> [What needs to be done] Below are records; transcribe only the line with "shrub shown in this photo." and those after it, through the last line, without any change.

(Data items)
+ + +

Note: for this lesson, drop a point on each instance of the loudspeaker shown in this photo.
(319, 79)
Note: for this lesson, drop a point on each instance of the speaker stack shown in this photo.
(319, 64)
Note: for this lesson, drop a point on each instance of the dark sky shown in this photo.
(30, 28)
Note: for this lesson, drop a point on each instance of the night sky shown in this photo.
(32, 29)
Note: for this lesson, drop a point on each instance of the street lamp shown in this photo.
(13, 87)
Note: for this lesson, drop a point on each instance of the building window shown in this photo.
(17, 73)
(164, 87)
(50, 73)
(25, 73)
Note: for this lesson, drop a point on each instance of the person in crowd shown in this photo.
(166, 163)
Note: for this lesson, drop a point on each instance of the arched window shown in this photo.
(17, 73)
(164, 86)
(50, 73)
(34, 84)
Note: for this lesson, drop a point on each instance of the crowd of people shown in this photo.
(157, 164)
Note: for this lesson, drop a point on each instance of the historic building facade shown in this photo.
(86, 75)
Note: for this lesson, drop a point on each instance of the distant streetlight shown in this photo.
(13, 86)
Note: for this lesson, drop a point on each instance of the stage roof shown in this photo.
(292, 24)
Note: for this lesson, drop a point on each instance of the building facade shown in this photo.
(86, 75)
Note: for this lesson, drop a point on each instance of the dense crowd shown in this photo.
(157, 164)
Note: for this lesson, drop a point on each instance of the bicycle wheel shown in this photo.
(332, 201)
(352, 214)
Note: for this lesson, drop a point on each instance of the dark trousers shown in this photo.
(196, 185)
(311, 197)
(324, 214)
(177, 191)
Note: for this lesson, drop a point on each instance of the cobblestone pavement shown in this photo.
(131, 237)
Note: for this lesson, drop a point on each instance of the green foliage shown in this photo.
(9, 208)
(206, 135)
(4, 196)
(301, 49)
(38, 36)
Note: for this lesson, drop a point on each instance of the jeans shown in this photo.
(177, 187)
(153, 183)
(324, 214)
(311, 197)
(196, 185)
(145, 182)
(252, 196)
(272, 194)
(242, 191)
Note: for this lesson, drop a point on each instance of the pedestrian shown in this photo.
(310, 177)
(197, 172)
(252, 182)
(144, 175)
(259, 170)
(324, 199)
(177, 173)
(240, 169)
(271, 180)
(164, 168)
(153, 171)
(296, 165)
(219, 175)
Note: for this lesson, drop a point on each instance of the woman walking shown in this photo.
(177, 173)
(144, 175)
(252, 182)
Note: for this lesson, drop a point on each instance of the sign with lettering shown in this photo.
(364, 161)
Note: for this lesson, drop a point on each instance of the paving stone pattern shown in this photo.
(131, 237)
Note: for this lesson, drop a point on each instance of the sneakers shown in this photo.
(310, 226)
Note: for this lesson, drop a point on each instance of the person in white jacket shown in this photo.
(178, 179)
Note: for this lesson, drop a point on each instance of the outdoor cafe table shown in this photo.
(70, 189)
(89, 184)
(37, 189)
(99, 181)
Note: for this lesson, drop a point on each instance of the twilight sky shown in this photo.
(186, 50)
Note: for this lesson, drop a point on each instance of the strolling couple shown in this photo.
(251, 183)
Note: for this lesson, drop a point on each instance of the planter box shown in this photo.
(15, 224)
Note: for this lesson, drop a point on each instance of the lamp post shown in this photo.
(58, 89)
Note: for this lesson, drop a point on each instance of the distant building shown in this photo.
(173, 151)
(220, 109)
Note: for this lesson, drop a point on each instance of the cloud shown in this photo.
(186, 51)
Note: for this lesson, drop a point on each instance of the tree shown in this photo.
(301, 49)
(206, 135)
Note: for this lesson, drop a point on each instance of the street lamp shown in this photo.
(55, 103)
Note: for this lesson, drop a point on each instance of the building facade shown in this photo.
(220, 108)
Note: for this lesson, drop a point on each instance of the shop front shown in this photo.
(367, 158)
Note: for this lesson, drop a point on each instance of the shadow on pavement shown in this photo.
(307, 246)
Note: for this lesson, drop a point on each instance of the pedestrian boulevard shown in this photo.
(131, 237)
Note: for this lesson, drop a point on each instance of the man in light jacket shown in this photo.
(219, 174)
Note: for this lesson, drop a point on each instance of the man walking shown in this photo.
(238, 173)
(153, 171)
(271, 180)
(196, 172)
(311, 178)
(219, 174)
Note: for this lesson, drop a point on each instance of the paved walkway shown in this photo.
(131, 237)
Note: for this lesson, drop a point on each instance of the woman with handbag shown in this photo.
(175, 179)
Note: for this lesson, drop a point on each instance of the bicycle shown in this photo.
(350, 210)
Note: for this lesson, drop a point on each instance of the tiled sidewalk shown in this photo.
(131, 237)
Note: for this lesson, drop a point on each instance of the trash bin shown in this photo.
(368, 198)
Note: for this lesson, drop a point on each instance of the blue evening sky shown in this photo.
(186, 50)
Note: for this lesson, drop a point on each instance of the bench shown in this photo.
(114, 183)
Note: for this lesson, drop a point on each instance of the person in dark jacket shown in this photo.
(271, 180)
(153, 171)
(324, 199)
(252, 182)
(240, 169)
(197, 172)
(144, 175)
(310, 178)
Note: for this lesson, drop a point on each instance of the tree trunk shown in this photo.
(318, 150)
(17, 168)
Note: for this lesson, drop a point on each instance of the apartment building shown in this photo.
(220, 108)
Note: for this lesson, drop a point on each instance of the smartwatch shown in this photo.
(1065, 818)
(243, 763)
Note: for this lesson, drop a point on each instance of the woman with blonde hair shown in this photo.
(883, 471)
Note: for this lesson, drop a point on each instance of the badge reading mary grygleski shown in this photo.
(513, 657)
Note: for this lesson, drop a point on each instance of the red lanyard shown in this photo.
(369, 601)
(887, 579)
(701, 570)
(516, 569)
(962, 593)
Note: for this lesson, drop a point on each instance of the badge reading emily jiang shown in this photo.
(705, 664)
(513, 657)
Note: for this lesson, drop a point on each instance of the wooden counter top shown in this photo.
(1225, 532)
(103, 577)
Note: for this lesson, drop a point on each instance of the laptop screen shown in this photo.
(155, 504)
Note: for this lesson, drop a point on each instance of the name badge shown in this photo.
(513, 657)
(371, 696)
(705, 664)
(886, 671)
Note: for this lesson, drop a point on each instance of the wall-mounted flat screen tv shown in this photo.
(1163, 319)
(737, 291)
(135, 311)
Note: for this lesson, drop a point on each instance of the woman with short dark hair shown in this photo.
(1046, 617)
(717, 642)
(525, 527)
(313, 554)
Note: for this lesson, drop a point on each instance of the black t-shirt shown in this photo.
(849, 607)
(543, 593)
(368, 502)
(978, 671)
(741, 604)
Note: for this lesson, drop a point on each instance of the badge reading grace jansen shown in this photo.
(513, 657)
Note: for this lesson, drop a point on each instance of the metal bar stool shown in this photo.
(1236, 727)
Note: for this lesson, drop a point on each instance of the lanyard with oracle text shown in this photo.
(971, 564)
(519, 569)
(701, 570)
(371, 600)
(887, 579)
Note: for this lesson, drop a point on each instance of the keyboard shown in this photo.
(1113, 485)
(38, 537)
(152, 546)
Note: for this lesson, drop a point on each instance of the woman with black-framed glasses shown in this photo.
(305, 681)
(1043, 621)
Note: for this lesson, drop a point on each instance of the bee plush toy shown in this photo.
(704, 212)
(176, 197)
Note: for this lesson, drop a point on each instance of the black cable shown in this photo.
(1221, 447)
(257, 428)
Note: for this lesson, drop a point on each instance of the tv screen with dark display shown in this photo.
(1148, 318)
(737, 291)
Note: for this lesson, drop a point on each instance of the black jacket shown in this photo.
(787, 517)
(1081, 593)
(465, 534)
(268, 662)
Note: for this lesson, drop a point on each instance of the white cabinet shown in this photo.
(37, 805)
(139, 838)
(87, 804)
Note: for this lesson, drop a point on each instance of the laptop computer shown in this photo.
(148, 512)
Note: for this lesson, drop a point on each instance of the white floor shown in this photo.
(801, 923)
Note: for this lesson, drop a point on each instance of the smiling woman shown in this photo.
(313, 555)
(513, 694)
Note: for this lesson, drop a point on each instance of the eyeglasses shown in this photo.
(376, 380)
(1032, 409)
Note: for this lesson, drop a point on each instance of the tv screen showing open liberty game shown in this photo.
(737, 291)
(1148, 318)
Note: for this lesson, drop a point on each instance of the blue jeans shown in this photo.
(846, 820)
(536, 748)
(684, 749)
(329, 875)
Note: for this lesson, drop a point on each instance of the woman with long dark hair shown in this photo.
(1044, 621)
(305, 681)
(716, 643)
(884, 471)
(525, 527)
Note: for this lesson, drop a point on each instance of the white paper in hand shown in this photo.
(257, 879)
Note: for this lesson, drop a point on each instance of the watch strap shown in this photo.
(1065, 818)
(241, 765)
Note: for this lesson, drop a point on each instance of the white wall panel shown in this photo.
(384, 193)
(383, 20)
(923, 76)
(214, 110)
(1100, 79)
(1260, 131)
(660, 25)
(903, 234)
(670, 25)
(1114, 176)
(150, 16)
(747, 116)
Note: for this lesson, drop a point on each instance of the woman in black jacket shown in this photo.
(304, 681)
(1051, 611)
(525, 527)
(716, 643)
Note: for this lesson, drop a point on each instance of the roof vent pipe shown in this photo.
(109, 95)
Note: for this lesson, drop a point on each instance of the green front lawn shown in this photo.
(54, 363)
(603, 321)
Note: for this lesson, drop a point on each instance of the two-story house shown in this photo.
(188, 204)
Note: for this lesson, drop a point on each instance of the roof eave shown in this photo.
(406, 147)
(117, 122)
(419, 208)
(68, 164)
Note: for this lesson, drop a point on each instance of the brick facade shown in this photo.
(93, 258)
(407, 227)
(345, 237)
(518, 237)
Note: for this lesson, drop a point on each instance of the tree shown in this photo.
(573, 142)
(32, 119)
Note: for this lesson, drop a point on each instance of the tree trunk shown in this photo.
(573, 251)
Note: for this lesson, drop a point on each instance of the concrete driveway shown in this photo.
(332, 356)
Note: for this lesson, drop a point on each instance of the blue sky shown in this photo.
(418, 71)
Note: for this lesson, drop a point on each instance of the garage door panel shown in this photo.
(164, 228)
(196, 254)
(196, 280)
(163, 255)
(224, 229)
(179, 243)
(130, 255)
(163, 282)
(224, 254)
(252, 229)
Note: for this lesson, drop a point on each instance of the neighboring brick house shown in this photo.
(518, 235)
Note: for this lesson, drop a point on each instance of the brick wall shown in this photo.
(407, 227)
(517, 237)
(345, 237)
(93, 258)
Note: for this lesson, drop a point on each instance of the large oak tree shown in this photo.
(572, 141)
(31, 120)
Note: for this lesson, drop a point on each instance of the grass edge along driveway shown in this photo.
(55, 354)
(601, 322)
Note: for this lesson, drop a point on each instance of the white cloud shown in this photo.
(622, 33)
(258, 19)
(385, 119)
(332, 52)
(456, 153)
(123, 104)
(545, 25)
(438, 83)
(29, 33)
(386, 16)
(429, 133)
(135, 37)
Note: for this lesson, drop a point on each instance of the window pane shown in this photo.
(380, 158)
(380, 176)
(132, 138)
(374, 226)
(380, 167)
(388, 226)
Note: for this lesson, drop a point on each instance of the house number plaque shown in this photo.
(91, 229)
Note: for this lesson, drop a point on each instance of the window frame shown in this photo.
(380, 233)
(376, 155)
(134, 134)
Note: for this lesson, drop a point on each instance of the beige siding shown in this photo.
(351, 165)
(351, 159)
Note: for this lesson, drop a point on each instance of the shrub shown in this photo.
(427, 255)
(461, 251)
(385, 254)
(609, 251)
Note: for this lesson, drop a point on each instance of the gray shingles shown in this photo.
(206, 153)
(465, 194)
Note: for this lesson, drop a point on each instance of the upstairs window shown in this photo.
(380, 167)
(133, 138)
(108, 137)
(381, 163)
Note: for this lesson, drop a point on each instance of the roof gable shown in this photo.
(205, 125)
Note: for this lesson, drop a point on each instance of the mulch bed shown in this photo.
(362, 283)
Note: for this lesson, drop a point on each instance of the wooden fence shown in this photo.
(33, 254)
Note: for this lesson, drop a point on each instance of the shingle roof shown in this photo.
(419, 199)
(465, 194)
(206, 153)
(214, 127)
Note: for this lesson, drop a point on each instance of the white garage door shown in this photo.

+ + +

> [Reply]
Note: for this lesson, drop a point on each instance of the shrub shown in this photo.
(427, 255)
(461, 251)
(385, 254)
(609, 251)
Note: for this lesson, drop a point on each instance of the gray shingles shown in this photo.
(206, 153)
(465, 194)
Note: for this lesson, drop a point on each instance of the upstairs window shown in this photo.
(380, 167)
(133, 138)
(108, 137)
(381, 163)
Note: for this lesson, drop a point on each instance of the roof gable shown in this photo.
(205, 125)
Note: for this lesson, drop a point on each instance of the mulch bed shown in this photo.
(362, 283)
Note: for this lesson, drop a point on each instance of the wooden fence shown in this photo.
(33, 254)
Note: for this lesson, drop a point on each instance of the shingle roof shown in this photo.
(419, 199)
(465, 194)
(206, 153)
(214, 127)
Note: for this lesson, drop a point on each instance of the white garage door shown in this photo.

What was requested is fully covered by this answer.